■ EXERCISE TASK 1
Return the full piece about the insurance salesman's phone call word for word.

[start of TEXT SHOWN]

I WAS in the back garden beneath a merciless sun, humping sacks of fertiliser across the lawn, when the creak and groan of my joints was overcome by the insistent ringing of the telephone from its perch on the table at the bottom of the stairs.

Soon, however, my poor eardrums were drilled by an even more penetrative sound.

"Can you take that?" called my wife. "I'm very busy in the lounge with the shopping catalogues, choosing shades of toenail varnish for our hols. Which do you think would be better for lounging on the edge of the pool - cherry-in-the-snow-red or frosty pink?"

In my haste to regain an upright posture, I dropped a sack awkwardly, causing sharp pains to hurdle up and down my sciatic nerve, as though preparing for their own version of the Olympics.

"Frosty pink," I gasped, between yelps, finally breaking into a steady stride down the hall.

Mopping perspiration from my brow, I picked up the phone. You could almost smell the insurance salesman's after-shave lotion chasing his ingratiating voice down the wires.

Was I aware, he wanted to know, that our existing plumbing policy didn't cover taps. Did we want to change it? What had he in mind, I wondered, a new policy, which covered taps but not pipes?

But I decided on a different ploy.

"Are you familiar with the story of Noah?" I asked. "You will remember that he took the ultimate precaution against flooding by building an ark. He was a wise, God-fearing man. Should I follow his example? An ark instead of an insurance policy?"

"Have I called at a bad time?" asked the salesman. I sensed stifled alarm in the rising pitch of his voice, suggesting a chap, eager to escape further engagement with a religious fanatic.

"It is always a bad time," I replied.

But, far away, there is another England, you know - still breathing and smiling gently, quiet and shy, where mothers on Sundays roast potatoes until the shells are crisp enough to dunk in the gravy, while fresh grass dances to the advance of mowers, pushed by fathers with leather patches on the elbows of their jackets.

Yes, you can see it and smell it and almost touch it in the pictures of the mind. The air hums and the roistering boys of Saturday yawn deeply, as the church bells sound, sad and slow, and the big trees weep over the greens for the pretty girls, who is lick their rouged lips ever closer to the ghosts in the mirrors.

[end of TEXT SHOWN]
[start of LISTING]

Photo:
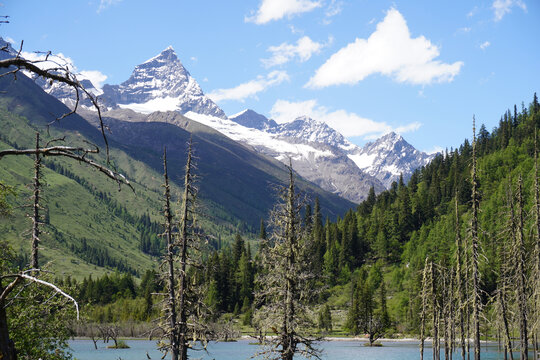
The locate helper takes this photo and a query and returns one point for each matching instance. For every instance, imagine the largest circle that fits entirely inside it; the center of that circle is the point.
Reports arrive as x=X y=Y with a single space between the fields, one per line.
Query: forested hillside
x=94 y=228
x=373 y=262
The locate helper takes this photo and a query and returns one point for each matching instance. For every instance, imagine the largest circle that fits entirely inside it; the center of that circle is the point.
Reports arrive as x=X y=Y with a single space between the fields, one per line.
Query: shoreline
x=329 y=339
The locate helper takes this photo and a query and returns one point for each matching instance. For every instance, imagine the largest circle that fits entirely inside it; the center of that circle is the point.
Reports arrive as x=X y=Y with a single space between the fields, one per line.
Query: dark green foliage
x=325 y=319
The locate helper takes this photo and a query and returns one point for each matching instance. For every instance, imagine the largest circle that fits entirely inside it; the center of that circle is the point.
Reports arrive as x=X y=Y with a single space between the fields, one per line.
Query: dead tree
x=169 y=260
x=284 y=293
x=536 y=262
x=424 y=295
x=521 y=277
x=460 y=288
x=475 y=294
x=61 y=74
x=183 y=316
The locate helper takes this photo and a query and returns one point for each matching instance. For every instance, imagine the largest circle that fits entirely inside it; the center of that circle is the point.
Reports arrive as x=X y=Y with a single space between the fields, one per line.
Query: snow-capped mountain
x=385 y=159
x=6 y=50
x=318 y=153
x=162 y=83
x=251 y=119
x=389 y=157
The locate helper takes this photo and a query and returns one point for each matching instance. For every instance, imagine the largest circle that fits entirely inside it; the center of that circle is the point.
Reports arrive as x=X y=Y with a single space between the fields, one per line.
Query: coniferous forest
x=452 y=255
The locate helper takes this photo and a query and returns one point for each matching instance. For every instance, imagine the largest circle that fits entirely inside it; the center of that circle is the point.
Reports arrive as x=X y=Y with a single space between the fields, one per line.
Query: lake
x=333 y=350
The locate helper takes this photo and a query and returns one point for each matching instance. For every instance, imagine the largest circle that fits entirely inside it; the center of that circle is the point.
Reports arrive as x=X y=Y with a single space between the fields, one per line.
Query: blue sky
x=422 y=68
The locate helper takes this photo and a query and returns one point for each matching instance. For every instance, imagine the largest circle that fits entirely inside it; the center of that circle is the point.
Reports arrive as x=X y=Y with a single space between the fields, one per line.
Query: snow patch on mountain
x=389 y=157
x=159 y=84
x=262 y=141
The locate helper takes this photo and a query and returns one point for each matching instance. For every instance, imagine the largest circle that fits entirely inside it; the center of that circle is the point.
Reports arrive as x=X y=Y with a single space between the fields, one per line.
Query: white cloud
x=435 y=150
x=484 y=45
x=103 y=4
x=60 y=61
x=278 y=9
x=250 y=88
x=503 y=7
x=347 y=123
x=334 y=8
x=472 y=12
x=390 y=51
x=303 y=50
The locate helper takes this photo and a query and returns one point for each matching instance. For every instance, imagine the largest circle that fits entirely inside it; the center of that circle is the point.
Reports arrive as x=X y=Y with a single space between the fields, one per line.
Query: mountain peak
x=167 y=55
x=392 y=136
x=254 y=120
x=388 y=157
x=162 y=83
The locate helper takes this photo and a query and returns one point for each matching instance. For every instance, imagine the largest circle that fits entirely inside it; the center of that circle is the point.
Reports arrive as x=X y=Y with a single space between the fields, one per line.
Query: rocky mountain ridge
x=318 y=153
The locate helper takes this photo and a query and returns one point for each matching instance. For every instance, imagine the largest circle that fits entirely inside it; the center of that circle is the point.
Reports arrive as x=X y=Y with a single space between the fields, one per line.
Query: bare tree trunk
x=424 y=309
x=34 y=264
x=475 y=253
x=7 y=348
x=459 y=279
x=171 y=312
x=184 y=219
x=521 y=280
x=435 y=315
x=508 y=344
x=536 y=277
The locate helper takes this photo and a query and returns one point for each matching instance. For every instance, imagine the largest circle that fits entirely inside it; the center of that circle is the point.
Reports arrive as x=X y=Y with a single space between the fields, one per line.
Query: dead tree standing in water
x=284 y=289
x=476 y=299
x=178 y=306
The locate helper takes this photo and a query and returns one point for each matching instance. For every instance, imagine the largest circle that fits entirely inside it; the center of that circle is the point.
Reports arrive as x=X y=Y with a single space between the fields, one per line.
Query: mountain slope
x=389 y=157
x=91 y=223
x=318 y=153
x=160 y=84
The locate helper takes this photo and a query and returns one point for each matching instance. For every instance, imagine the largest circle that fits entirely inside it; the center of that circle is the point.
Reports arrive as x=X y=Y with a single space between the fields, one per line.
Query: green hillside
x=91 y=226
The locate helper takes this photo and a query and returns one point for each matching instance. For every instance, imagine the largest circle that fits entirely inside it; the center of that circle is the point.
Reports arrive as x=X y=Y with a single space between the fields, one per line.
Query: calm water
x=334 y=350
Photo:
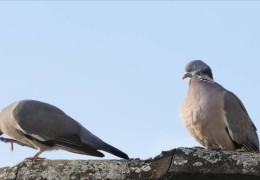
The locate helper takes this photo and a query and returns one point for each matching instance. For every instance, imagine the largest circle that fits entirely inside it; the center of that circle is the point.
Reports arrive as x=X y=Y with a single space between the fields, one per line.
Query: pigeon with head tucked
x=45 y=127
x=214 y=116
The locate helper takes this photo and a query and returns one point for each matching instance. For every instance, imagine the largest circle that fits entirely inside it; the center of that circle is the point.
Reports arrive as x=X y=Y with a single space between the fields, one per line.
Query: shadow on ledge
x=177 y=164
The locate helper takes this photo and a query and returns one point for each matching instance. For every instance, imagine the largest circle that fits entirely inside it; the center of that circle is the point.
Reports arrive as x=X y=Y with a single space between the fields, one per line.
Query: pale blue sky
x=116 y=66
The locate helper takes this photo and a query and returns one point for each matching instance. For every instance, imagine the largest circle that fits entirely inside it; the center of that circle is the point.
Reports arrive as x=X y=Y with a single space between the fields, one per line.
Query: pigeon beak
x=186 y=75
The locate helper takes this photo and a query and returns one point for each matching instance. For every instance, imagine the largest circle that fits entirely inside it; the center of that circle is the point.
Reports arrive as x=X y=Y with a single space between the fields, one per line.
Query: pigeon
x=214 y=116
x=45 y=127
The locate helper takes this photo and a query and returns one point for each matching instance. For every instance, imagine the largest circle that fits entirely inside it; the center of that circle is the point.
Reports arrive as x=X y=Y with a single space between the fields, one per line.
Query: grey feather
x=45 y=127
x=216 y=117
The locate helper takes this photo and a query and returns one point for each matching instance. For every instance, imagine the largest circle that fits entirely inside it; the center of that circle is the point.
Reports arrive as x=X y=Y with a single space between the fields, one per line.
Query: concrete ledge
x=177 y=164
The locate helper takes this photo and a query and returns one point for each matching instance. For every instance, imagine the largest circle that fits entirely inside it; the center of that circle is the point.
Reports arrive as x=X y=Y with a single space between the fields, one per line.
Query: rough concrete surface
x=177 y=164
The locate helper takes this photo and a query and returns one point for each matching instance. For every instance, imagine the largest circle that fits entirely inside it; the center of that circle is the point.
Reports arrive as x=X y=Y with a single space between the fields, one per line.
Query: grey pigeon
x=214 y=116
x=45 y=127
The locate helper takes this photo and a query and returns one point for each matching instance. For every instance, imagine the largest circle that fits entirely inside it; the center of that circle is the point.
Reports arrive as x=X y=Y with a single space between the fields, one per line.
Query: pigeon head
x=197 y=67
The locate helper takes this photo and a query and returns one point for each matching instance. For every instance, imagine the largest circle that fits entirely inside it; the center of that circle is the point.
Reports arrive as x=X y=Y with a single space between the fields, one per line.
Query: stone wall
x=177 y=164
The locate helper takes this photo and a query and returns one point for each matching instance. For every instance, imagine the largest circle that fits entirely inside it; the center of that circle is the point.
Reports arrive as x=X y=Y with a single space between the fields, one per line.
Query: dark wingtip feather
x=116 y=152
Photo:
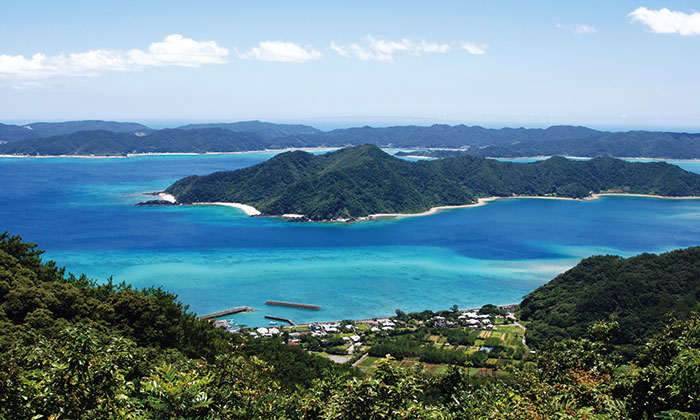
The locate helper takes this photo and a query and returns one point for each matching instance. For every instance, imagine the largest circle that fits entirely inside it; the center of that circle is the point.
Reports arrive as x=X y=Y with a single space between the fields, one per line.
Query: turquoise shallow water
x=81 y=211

[end of LISTING]
[start of LISTING]

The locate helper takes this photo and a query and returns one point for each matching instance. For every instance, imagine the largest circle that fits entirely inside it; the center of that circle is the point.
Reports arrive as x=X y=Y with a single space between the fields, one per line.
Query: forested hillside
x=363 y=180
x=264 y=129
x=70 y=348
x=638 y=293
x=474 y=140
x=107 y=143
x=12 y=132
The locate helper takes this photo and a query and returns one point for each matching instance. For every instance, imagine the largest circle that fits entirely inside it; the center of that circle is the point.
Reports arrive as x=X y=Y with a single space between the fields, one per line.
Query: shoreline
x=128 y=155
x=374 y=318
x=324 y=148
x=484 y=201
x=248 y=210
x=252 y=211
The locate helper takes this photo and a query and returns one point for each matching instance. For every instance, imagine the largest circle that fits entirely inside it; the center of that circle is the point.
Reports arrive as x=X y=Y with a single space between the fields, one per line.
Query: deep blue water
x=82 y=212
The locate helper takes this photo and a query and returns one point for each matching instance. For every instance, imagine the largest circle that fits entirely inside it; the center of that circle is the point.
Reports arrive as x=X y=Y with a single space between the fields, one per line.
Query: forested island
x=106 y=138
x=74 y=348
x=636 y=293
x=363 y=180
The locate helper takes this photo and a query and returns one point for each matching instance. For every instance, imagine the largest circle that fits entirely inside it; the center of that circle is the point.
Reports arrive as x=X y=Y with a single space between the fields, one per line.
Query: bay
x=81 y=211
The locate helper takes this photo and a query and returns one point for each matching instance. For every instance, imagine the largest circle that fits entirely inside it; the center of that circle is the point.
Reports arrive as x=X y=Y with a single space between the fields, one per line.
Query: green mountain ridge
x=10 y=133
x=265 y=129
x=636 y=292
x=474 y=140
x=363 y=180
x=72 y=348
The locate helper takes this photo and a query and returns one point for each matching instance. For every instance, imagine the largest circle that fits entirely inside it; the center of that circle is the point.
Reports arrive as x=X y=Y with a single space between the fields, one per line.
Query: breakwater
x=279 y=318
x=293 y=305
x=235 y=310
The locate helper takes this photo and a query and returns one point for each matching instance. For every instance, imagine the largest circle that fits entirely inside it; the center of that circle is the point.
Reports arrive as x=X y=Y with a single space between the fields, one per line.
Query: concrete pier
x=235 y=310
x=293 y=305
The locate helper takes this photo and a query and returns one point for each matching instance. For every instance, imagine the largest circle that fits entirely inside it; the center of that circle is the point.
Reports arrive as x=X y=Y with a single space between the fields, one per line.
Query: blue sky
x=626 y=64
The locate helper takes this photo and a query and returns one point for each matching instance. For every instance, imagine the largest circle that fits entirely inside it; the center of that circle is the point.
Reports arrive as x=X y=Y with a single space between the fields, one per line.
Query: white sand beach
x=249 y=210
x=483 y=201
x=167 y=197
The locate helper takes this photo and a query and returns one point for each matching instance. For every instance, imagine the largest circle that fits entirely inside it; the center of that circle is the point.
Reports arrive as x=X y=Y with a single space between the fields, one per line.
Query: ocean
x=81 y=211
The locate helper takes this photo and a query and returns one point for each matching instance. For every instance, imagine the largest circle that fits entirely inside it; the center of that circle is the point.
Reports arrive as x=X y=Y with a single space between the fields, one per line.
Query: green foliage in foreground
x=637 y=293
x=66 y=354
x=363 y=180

[end of LISTING]

■ EXERCISE TASK 2
Count the lines in the rows above that contain the string "mountain", with case counting, and give only that number.

■ FULL ANSWER 1
I WAS in the back garden beneath a merciless sun, humping sacks of fertiliser across the lawn, when the creak and groan of my joints was overcome by the insistent ringing of the telephone from its perch on the table at the bottom of the stairs.

Soon, however, my poor eardrums were drilled by an even more penetrative sound.

"Can you take that?" called my wife. "I'm very busy in the lounge with the shopping catalogues, choosing shades of toenail varnish for our hols. Which do you think would be better for lounging on the edge of the pool - cherry-in-the-snow-red or frosty pink?"

In my haste to regain an upright posture, I dropped a sack awkwardly, causing sharp pains to hurdle up and down my sciatic nerve, as though preparing for their own version of the Olympics.

"Frosty pink," I gasped, between yelps, finally breaking into a steady stride down the hall.

Mopping perspiration from my brow, I picked up the phone. You could almost smell the insurance salesman's after-shave lotion chasing his ingratiating voice down the wires.

Was I aware, he wanted to know, that our existing plumbing policy didn't cover taps. Did we want to change it? What had he in mind, I wondered, a new policy, which covered taps but not pipes?

But I decided on a different ploy.

"Are you familiar with the story of Noah?" I asked. "You will remember that he took the ultimate precaution against flooding by building an ark. He was a wise, God-fearing man. Should I follow his example? An ark instead of an insurance policy?"

"Have I called at a bad time?" asked the salesman. I sensed stifled alarm in the rising pitch of his voice, suggesting a chap, eager to escape further engagement with a religious fanatic.

"It is always a bad time," I replied.

But, far away, there is another England, you know - still breathing and smiling gently, quiet and shy, where mothers on Sundays roast potatoes until the shells are crisp enough to dunk in the gravy, while fresh grass dances to the advance of mowers, pushed by fathers with leather patches on the elbows of their jackets.

Yes, you can see it and smell it and almost touch it in the pictures of the mind. The air hums and the roistering boys of Saturday yawn deeply, as the church bells sound, sad and slow, and the big trees weep over the greens for the pretty girls, who is lick their rouged lips ever closer to the ghosts in the mirrors.

■ FULL ANSWER 2
6